**Request A:**
Please switch "beater" to "whisk" in the rows from the first one through the line containing "838 906 L 781", and give those lines again with nothing else changed.

**Provided text:**
************

[HN Gopher] Let's build a distributed Postgres proof of concept
___________________________________________________________________
Let's build a distributed Postgres proof of concept
Author : eatonphil
Score : 168 points
Date : 2022-05-17 16:21 UTC (6 hours ago)
(HTM) web link (notes.eatonphil.com)
(TXT) w3m dump (notes.eatonphil.com)
| cube2222 wrote:
| Really nice blog post! Especially because it actually builds
| something that works in the end, while keeping stuff fairly
| simple.
|
| Another approach could be using PostgreSQL as a stateless
| scalable query execution engine, while stubbing out the storage
| layer with a remote replicated consistent storage solution.
|
| This is also what I think Aurora does.
| cdumler wrote:
| Is this going down the route of YugabyteDB[1]?
|
| [1] https://www.yugabyte.com
| vitruvvius wrote:
| now extend into raft atop rdma :)
| bogomipz wrote:
| I really enjoyed this post. I had a question, is the raft-boltdb
| instance the actual raft log where the sql commands are being
| written to then?
|
| It looks like the apply method is responsible for writing the sql
| statements to the raft log as well as executing the sql queries.
| Is waiting for a quorum of writes to the raft log by the other
| members not needed? Or is this all just handled under the hood by
| the raft libraries being used.
| otoolep wrote:
| It's all handled by the Raft libraries (I know this because
| rqlite uses the same Raft library at this blog post). When
| integrating with Hashicorp's Raft code, your code must
| implement Apply()[1]. The Hashicorp code promises not to call
| Apply() until a quorum of nodes have been persisted the data to
| the Raft log. That way when your code is called to modify your
| state machine (FSM), quorum has already been achieved by the
| Raft system.
|
| Architecturally (in rqlite's case) a node looks something like
| this:
| https://docs.google.com/presentation/d/1Q8lQgCaODlecHa2hS-Oe...
|
| [1] https://pkg.go.dev/github.com/hashicorp/raft#FSM
| bogomipz wrote:
| Thanks. So this embedding of a database engine into the Raft
| FSM is the general pattern then?
|
| It looks like Phil's post uses boltdb for the Postgres
| storage engine as well as for Raft log(via Hashicorpo's
| implementation Raft lib.)
|
| Thanks for the link to the slides as well. I've seen rqlite
| mentioned a few times in the last few week and so it was on
| my short list of things to read up on.

************

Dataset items
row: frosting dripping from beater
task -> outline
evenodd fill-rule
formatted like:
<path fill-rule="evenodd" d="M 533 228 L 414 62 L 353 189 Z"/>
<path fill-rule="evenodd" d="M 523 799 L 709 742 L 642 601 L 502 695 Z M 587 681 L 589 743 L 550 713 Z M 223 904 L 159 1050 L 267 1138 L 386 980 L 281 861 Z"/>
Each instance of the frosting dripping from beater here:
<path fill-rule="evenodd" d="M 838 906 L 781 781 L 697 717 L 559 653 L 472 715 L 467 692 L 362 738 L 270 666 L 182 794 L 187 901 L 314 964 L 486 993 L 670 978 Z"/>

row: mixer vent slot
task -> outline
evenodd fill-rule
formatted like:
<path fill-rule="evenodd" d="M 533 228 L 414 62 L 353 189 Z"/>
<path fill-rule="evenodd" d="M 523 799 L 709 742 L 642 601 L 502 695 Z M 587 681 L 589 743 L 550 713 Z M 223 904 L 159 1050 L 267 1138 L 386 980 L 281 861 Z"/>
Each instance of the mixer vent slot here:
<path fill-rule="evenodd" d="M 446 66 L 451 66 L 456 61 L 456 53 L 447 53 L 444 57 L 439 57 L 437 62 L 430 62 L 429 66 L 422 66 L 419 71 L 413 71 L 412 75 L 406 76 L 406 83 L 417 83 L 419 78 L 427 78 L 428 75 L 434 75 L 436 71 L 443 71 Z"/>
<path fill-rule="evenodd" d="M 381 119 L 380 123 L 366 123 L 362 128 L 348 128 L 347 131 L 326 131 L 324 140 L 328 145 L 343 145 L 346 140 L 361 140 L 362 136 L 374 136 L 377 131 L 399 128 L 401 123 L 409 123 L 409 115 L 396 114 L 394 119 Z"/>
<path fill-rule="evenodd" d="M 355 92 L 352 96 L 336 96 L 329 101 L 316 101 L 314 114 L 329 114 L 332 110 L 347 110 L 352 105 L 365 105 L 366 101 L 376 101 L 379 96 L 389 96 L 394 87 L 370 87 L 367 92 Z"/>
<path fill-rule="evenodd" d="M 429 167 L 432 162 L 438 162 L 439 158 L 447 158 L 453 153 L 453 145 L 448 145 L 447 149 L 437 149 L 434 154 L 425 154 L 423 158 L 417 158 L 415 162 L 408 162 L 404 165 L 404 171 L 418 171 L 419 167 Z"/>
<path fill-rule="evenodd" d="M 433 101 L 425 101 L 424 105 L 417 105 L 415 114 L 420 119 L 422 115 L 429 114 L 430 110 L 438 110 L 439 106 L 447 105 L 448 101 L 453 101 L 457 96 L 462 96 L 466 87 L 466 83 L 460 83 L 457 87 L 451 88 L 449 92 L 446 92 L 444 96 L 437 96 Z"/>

************

**Request B:**
In the distributed Postgres thread, when does the Hashicorp Raft code promise to call Apply()?

**Response A:**
row: frosting dripping from whisk
task -> outline
evenodd fill-rule
formatted like:
<path fill-rule="evenodd" d="M 533 228 L 414 62 L 353 189 Z"/>
<path fill-rule="evenodd" d="M 523 799 L 709 742 L 642 601 L 502 695 Z M 587 681 L 589 743 L 550 713 Z M 223 904 L 159 1050 L 267 1138 L 386 980 L 281 861 Z"/>
Each instance of the frosting dripping from whisk here:
<path fill-rule="evenodd" d="M 838 906 L 781 781 L 697 717 L 559 653 L 472 715 L 467 692 L 362 738 L 270 666 L 182 794 L 187 901 L 314 964 L 486 993 L 670 978 Z"/>

**Response B:**
Only after a quorum of nodes has persisted the data to the Raft log.